> Problem requirements: Reproduce every one of the following lines word for word, without altering anything.

> Records:
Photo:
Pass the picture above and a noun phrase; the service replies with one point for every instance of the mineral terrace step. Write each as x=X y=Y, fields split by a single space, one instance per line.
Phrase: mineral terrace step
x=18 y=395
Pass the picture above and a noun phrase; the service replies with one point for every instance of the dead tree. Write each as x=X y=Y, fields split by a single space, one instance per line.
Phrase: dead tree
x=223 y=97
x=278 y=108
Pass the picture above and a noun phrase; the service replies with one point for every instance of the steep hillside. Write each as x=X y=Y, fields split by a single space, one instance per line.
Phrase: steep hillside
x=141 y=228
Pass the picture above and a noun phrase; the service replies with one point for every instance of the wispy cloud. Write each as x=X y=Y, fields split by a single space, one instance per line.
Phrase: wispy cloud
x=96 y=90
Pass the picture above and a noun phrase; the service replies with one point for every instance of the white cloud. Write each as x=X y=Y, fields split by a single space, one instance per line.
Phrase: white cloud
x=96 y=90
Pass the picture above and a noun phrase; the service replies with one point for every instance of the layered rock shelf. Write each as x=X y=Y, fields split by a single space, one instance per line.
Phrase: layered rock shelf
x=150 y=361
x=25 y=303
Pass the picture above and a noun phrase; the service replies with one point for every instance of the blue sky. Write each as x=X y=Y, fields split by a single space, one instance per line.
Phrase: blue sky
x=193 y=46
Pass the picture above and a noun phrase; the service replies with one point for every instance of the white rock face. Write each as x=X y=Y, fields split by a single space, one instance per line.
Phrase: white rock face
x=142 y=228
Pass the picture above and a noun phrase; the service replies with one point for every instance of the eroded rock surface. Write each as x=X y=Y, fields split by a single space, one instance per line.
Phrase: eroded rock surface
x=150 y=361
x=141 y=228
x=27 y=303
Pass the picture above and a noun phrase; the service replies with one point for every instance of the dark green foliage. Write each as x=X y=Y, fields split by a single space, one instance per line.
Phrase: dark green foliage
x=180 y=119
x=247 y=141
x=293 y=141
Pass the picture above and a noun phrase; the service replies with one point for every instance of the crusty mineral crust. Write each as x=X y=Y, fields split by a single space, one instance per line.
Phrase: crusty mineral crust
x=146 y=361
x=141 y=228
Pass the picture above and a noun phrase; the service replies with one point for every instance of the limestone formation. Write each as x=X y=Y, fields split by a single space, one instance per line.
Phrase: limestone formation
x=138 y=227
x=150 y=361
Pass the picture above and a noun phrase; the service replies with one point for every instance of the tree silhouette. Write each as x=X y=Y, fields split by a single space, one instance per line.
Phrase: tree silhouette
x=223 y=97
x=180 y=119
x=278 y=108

> Solved exercise:
Photo:
Pass the picture above and a noun phrase; the service replies with one point for every instance of the mineral terrace step. Write each as x=X y=Y, fields split by a single space, one instance per line.
Phrase: mineral terrace step
x=18 y=395
Pass the picture above and a noun phrase; the service replies with one point for every instance of the dead tree. Write each as x=X y=Y, fields split by a single space, one instance per line.
Phrase: dead tree
x=223 y=97
x=278 y=108
Pass the picture above and a noun phrase; the service replies with one point for every instance of the steep hillside. Write each as x=X y=Y, fields split by a single space, one instance per line.
Phrase: steep hillside
x=141 y=228
Pass the picture above and a noun phrase; the service replies with one point for every instance of the wispy cloud. Write each as x=X y=Y, fields split by a single space, one instance per line.
Phrase: wispy cloud
x=96 y=90
Pass the picture above and a noun phrase; the service replies with one point for every instance of the white cloud. Write each as x=X y=Y, fields split by a single space, one instance per line.
Phrase: white cloud
x=96 y=90
Pass the picture above and a noun phrase; the service replies with one point for every instance of the layered rock shelf. Write each as x=X y=Y, fields split by a single space, one instance per line.
Phrase: layered rock shelf
x=150 y=361
x=25 y=303
Pass the picture above and a noun phrase; the service replies with one point for every instance of the blue sky. Write each as x=X y=Y, fields split by a single space, one instance per line.
Phrase: blue sky
x=193 y=46
Pass the picture above and a noun phrase; the service replies with one point for every instance of the white rock face. Write each as x=X y=Y, fields split by a single space, one instance per line.
Phrase: white rock face
x=142 y=228
Pass the picture above and a noun phrase; the service replies with one point for every instance of the eroded rock surface. Write each as x=X y=Y, fields split by a single space, one instance per line.
Phrase: eroded rock surface
x=150 y=361
x=141 y=228
x=27 y=303
Pass the picture above and a noun phrase; the service replies with one point for every instance of the dark green foliage. Write each as x=X y=Y, fields split by a single space, one instance per line.
Phrase: dark green foliage
x=180 y=119
x=247 y=141
x=293 y=141
Pass the picture above and a noun phrase; the service replies with one point for every instance of the crusty mineral crust. Write each as x=X y=Y, fields split by a single space, one instance per line.
Phrase: crusty mineral crust
x=146 y=361
x=141 y=228
Pass the picture above and a noun phrase; the service replies with one point for every instance of the limestone formation. Write each as x=X y=Y, fields split by a single space, one instance per line.
Phrase: limestone formation
x=138 y=227
x=150 y=361
Pass the picture above and a noun phrase; the service replies with one point for every instance of the tree silhouette. Write each as x=X y=Y, fields split by a single space, one instance per line.
Phrase: tree silhouette
x=223 y=97
x=180 y=119
x=278 y=108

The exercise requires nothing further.